*** SELECTED EXCERPT Section Begins ***
With the onset of COVID-19, suddenly working remotely isn’t just a nice option for some workers, but a requirement brought on by state and local stay-at-home orders. So now our typical days in the office are not so typical days working at home — and now sharing space with working spouses or partners, and/or kids going to school at home.

Everyone who works remotely must figure out when to work, where to work, and how to create boundaries between work and personal life.

Remote works brings its own challenges.

  • Collaboration and communication can be more difficult
  • Feelings of isolation
  • Facing more distractions than they would at the office (especially workers with families and kids also at home because of the pandemic)

Unplugging after work is another challenge remote workers face.  According to data from Owl labs’ 2019 State of Remote Work Report, remote workers say they work more than 40 hours per week.

Many working parents are facing working from home with kids for the first time. It won’t be easy or perfect, but there are a few strategies you can use to make your new situation a little easier.

Dealing with distractions

Setting up dedicated spaces for everyone will help you avoid distractions — but it won’t remove temptations.

Here’s how to handle some of the most common productivity-killers you’ll face working from home.
*** SELECTED EXCERPT Section Ends ***
*** ENTRIES SUPPLIED Section Begins ***
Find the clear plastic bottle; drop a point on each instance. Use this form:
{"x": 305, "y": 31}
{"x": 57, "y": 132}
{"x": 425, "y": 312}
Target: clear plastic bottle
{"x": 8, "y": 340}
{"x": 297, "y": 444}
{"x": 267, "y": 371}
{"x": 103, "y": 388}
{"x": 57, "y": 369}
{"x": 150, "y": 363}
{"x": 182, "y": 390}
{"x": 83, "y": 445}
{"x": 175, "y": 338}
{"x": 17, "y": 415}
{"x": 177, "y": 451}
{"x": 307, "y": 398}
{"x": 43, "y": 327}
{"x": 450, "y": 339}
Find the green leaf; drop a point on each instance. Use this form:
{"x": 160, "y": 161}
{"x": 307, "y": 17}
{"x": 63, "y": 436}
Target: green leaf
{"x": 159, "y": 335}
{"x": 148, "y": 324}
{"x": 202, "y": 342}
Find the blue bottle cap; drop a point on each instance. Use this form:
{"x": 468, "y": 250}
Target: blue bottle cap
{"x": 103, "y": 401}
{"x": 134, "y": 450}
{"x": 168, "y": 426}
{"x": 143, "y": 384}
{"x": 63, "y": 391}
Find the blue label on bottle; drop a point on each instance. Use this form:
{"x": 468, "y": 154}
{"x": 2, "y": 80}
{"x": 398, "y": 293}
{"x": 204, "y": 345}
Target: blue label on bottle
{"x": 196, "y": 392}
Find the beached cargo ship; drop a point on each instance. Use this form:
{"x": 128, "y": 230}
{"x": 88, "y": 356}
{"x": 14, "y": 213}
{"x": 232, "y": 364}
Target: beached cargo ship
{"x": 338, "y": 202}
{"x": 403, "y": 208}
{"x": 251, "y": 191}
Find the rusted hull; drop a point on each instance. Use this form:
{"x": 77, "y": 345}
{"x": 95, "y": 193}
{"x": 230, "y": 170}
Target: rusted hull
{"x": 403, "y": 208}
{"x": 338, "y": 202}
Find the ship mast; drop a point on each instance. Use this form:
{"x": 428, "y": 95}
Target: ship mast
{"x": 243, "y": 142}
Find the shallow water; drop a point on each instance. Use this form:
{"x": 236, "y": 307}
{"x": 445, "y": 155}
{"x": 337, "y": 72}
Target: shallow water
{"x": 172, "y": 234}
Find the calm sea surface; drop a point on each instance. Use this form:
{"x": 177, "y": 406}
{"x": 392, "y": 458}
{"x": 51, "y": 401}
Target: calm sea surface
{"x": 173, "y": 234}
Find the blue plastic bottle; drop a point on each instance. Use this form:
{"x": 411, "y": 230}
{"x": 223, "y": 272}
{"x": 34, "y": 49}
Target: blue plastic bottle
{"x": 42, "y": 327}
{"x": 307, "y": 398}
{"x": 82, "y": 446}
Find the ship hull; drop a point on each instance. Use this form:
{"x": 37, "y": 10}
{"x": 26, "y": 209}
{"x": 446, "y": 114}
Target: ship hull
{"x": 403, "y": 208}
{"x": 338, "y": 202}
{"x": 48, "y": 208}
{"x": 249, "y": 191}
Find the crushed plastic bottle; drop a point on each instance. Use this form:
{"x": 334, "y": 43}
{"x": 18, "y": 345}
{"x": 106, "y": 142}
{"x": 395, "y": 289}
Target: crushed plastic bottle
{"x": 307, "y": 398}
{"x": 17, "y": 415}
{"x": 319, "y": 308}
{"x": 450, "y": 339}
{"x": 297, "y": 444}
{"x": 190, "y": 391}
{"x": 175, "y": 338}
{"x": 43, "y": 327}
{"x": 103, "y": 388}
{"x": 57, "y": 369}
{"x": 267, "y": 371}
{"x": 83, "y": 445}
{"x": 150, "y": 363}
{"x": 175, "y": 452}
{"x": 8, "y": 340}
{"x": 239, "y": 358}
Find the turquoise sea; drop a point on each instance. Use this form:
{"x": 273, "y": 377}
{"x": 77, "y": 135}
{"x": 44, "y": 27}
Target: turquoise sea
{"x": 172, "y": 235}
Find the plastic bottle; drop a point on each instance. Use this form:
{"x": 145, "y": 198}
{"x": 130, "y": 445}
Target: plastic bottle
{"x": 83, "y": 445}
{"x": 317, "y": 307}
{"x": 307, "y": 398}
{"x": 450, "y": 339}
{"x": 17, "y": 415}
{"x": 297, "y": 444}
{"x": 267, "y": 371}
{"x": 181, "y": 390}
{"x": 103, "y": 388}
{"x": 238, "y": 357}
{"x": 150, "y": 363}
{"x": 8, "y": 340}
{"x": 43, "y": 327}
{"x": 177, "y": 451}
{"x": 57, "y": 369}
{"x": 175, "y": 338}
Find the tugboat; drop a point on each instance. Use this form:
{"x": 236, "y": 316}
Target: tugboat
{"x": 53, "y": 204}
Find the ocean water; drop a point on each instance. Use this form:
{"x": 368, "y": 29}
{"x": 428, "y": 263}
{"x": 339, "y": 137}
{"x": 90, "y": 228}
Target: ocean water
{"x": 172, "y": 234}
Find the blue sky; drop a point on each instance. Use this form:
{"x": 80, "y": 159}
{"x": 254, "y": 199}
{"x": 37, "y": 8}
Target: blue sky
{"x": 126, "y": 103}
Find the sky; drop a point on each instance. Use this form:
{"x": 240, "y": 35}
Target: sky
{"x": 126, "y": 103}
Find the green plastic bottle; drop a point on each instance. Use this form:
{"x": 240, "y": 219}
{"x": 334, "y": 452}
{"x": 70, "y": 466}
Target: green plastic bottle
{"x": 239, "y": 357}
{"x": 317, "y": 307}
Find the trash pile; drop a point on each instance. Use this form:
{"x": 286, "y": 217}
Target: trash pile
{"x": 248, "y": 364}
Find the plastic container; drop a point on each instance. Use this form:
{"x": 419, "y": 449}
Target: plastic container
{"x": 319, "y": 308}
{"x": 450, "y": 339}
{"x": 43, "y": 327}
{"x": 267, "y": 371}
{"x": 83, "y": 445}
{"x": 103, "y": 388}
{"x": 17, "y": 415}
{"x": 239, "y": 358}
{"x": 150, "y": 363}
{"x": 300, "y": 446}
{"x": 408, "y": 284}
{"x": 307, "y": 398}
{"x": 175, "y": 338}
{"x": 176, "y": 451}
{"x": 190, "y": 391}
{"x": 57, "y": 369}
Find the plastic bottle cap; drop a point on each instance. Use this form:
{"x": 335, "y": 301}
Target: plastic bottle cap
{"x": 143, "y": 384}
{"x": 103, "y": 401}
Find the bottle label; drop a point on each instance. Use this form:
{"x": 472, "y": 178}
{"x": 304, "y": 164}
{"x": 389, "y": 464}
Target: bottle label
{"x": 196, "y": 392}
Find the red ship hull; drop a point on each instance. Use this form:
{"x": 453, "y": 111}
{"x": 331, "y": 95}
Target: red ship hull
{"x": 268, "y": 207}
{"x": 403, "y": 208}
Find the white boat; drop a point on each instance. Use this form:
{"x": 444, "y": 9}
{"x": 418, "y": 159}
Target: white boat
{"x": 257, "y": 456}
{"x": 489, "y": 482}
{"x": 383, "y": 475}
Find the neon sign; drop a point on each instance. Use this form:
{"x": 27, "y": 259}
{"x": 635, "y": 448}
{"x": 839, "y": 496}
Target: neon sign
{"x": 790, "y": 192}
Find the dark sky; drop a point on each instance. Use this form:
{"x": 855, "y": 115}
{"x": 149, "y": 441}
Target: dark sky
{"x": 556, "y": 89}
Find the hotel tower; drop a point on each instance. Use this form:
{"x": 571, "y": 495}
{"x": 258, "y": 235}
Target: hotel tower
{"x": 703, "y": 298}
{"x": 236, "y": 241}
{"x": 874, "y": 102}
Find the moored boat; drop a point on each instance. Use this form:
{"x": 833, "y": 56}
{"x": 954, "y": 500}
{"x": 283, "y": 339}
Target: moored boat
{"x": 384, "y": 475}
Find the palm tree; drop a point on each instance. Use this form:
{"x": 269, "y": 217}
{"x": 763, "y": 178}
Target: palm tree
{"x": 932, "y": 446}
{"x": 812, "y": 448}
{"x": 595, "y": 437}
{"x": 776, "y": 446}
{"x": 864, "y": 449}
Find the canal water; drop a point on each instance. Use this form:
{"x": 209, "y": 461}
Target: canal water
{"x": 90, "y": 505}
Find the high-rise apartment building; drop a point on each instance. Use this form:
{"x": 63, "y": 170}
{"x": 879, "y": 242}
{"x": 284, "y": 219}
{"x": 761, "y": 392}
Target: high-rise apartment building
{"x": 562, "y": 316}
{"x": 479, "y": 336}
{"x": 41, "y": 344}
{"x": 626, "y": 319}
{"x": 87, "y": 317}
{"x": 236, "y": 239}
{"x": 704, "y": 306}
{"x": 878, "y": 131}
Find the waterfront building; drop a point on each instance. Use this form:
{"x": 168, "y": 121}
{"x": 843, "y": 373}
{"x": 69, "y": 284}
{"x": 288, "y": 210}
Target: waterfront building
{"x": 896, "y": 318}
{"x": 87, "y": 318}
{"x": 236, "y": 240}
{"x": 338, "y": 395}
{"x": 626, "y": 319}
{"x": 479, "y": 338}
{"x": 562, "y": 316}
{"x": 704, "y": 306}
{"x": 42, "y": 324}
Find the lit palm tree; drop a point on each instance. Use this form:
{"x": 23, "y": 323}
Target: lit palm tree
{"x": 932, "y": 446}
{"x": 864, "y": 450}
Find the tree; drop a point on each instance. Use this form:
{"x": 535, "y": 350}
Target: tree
*** ENTRIES SUPPLIED Section Ends ***
PROBLEMS TO WORK ON >>
• 1. Answer these about the article on working from home:
(a) Which report gives data on how many hours remote workers say they work each week?
(b) According to the article, what will setting up dedicated spaces not remove?
(c) What three things must everyone who works remotely figure out?
• 2. Resume the article on working from home, picking up right after its last sentence.
You won't need the listing for any of this.

ANSWERS BELOW >>
• 1.
(a) Owl Labs' 2019 State of Remote Work Report
(b) Temptations
(c) When to work, where to work, and how to create boundaries between work and personal life

• 2.
Phone calls: Train family and friends not to call you during your work hours (and school hours). It will be easy if you have a separate phone for work, but either way, don’t answer personal calls during business hours.

Household chores: Do your big household chores during non-work hours — just like you did when you were working outside of your home.

Time on internet: Be careful not to allow productive internet research slide into time-wasting random surfing.

When it’s time to work, you must adopt the mindset that you are at work. Think of everyone going to work (job and school = work for everyone).

Set a Schedule

And stick to it — most of the time. Having clear guidelines for when to be at work (and your kids to be at school) helps to set boundaries about work time and home time. Plus, routines help keep anxiety in check by maintaining consistency in a time where things change rapidly.

Don’t be afraid to get creative with your schedule. Consider starting your day early or working past the normal workday to adjust to meetings that take place in different time zones.

Consider an alternating schedule if you have other adults in the house. One is focused on work while the other is on “school duty” and does their work on a different schedule. It may not be possible to get all your work done during your normal business day if you are also on school duty.


Talk to your manager or human resources. You may need to make adjustments to be able to both work at home and take care of your children who are at home and not at school or day-care because of COVID-19 stay-in-place orders.

Remember that this isn’t your personal situation that you just want to do— it’s a community issue. Having this type of conversation can help everyone (you, your boss, and your co-workers).  Communicate your needs to help make life less stressful and keep work productive.

When you work in an office and you see your co-workers, communication is just easier. If you need to get a message to a coworker, you stuck your head in their office or caught them in the breakroom.  Now most office communication comes through Zoom or email.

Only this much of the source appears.